### Problem requirements
Look through the records below for the line with "Target: hillside vegetation" and the line with "rusty roof in this photo.", then return those lines and all lines between, exactly.

** Source records follows **

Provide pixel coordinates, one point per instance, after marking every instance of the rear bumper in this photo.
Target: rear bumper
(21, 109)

** End of Source records **
** Source records follows **

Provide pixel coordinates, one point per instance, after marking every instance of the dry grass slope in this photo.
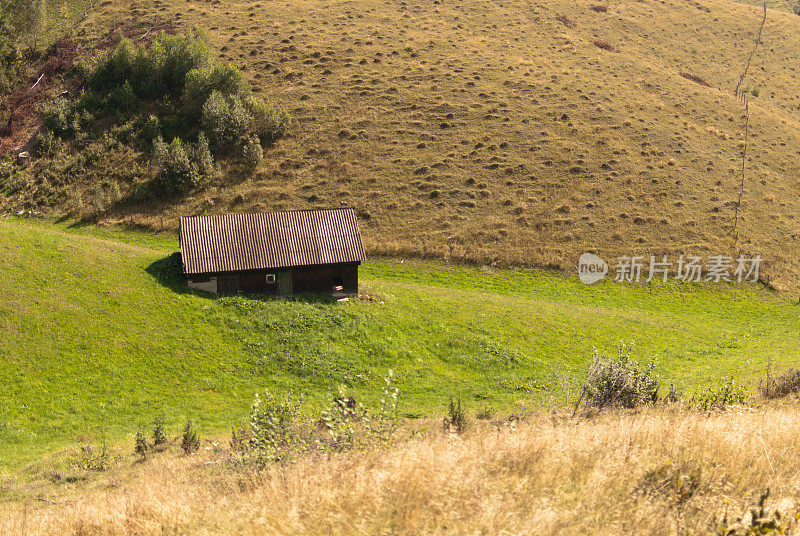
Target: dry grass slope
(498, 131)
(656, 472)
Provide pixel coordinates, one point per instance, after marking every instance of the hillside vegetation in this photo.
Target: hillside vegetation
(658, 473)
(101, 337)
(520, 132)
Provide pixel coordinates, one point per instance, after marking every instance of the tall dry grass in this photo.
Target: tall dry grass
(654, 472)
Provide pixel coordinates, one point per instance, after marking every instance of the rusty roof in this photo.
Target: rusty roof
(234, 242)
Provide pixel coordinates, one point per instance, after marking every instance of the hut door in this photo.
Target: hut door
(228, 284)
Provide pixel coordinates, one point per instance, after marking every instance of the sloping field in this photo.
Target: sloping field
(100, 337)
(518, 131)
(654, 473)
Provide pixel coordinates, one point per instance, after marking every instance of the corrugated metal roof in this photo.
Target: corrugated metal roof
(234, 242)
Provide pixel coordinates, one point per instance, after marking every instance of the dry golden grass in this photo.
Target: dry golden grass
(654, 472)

** End of Source records **
** Source records follows **

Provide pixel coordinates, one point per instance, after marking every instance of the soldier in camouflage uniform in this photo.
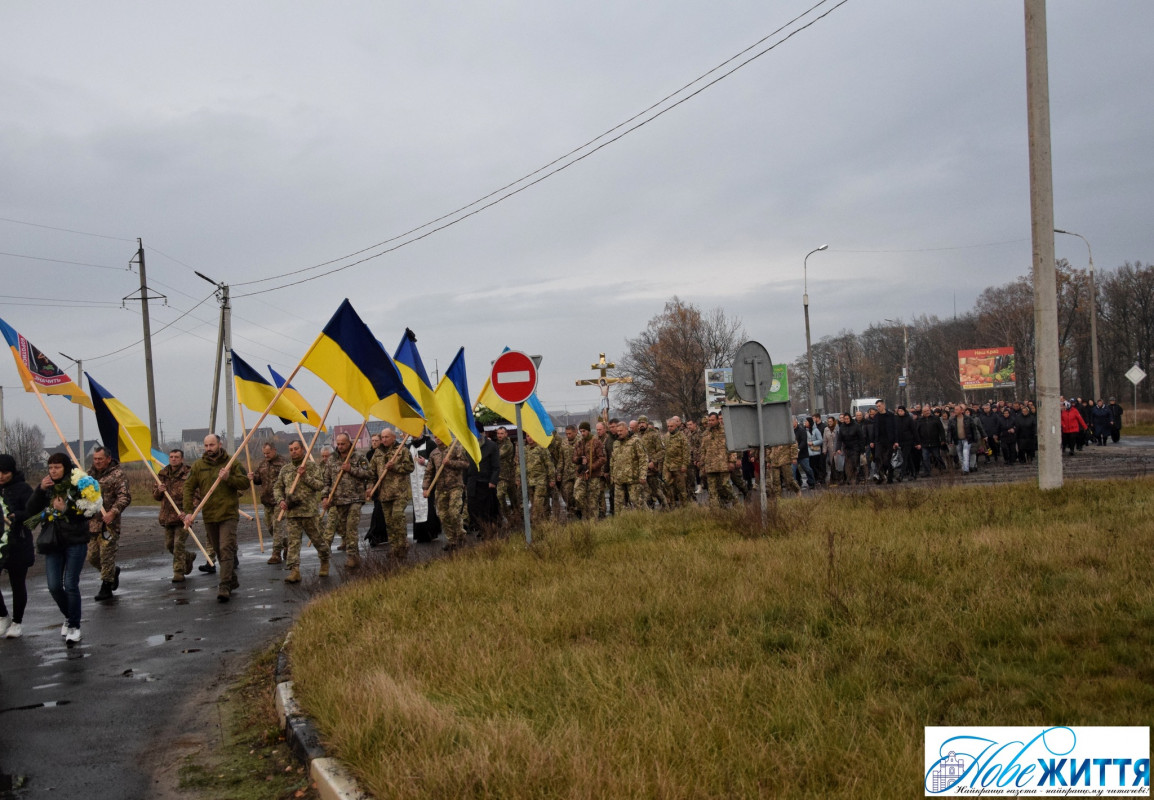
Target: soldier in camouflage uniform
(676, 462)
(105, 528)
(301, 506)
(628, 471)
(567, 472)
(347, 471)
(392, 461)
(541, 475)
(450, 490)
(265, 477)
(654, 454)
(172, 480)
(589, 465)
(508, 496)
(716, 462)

** End of Source records **

### Your response
Target: hillside vegetation
(658, 473)
(101, 337)
(520, 132)
Provide pixel coordinates, one point per instance, after marking every instance of the tall dry grass in this photo.
Target: tall dry grass
(654, 472)
Provide pixel coordinates, one point per instance, after marking every instance of the rusty roof in this photo.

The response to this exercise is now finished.